* **WHAT THE TASK REQUIRES**: Rewrite the items below, changing "on one line" to "on a single line" wherever it occurs and leaving everything else unchanged.

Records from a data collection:
━━━━━━━━━━━━━━━━━━━━
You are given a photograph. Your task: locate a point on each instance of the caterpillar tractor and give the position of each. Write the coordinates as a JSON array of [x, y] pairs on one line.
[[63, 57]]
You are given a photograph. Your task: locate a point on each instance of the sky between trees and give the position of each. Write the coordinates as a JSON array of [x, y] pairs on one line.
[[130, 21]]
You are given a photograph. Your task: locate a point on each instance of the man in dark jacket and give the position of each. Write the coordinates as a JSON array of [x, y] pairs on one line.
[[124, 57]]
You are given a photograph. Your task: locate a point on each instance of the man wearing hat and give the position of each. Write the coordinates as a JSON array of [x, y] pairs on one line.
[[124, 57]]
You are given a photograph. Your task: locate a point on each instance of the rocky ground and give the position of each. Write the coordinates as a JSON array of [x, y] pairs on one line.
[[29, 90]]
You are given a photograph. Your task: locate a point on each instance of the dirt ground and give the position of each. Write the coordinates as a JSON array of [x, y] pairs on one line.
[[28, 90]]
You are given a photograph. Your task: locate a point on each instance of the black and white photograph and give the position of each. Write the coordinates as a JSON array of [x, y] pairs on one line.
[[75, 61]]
━━━━━━━━━━━━━━━━━━━━
* **FINISHED TASK**:
You are given a photograph. Your task: locate a point on each instance of the caterpillar tractor and give the position of each. Write the coordinates as a JSON array of [x, y] pairs on a single line.
[[63, 57]]
You are given a photograph. Your task: locate a point on each instance of the sky between trees and give the position of each. Write the coordinates as a JSON array of [x, y] pairs on a single line.
[[130, 21]]
You are given a photograph. Your task: locate a point on each instance of the man in dark jacket and give the position of each. Write the coordinates as a JSON array of [x, y] pairs on a single line.
[[124, 57]]
You are given a photograph. Your task: locate a point on each instance of the man wearing hat and give the position of each. Write the coordinates as a JSON array of [x, y] pairs on a single line.
[[124, 57]]
You are given a photograph. Your task: locate a point on each instance of the rocky ground and give the position of each. Write the coordinates as a JSON array of [x, y] pairs on a single line.
[[29, 90]]
You are given a photograph. Your task: locate a point on each instance of the dirt ground and give the position of each. Write the coordinates as a JSON array of [x, y] pairs on a single line.
[[28, 90]]
You are given a photograph. Your task: locate a point on each instance of the black and white photograph and give the position of each. Write the coordinates as a JSON array of [x, y] pairs on a single line.
[[75, 61]]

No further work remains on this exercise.